**Stated goal:** Reproduce every line of the material below word for word, without any changes.

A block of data
* BEGIN *

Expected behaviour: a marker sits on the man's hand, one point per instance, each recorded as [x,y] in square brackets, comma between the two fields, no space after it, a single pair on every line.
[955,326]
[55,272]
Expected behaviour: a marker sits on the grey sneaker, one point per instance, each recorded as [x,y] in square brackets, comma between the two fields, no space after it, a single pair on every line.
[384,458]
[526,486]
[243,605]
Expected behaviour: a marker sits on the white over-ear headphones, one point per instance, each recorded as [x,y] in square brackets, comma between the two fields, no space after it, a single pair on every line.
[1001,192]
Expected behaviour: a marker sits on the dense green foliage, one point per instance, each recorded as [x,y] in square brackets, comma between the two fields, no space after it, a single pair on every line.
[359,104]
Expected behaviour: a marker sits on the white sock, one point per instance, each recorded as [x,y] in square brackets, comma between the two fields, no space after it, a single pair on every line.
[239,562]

* END *

**Correct result:**
Expected behaviour: a marker sits on the man's hand, one point per instance, each recorded as [x,y] in square brackets, comma between the two fields, no space after it, a single pair on every line.
[955,326]
[55,272]
Expected behaviour: a marker sits on the grey sneaker, one point per instance, each recorded as [x,y] in square brackets, comma between the two fields, no space after it, a single pair on every line.
[384,458]
[526,486]
[243,605]
Expected behaviour: a marker sits on the white over-ear headphones, one point per instance, each recorded as [x,y] in square brackets, comma between the two fields, no space after it, a single pair on every line.
[1001,192]
Expected behaviour: a marker sits on the dense green foliage, one point per instance, each recorded as [x,y] in square brackets, comma between the two fields, no space after it, a single pair on every line.
[359,104]
Expected behaviour: a marker sits on the white sock, one point per instance, each recorded as [x,y] in square brackets, comma between the two fields, no space after it, a single pair on every line.
[239,562]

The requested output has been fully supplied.